Return every entry from the listing below unaltered.

####

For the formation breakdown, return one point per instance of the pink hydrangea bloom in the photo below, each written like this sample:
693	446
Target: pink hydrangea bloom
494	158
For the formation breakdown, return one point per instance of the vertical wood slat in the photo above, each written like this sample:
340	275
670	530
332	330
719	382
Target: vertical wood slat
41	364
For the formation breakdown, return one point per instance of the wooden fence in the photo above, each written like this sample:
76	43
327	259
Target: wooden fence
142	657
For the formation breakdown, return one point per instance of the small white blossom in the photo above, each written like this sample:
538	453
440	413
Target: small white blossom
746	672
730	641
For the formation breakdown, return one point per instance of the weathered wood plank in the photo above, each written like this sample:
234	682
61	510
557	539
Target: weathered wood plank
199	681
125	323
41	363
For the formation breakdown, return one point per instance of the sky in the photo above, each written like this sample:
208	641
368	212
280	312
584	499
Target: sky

####

*Task result*.
For the formation breakdown, return one point per instance of the pink hydrangea bloom in the photo below, each written like this sample:
693	446
Target: pink hydrangea bloom
494	158
For the formation breakdown, return one point per instance of the vertical wood slat in the photo above, each written like this sample:
340	275
670	530
332	330
719	382
Target: vertical wood slat
41	364
For the formation breakdown, return one point per instance of the wooden fence in the photo above, each written like this sample:
76	43
327	259
Target: wooden fence
142	657
For the formation breakdown, return one point per instance of the small white blossom in the photo above, each written like this sample:
538	453
440	413
Target: small white blossom
746	672
730	641
For the formation breakdown, return one point per instance of the weathered wood plank in the photo above, each written like this sample:
234	682
61	510
557	539
Target: weathered wood plank
199	681
125	323
41	363
For the formation breakdown, return one point per instance of the sky in the photo above, each written like this sample:
208	641
368	212
280	312
584	499
Target: sky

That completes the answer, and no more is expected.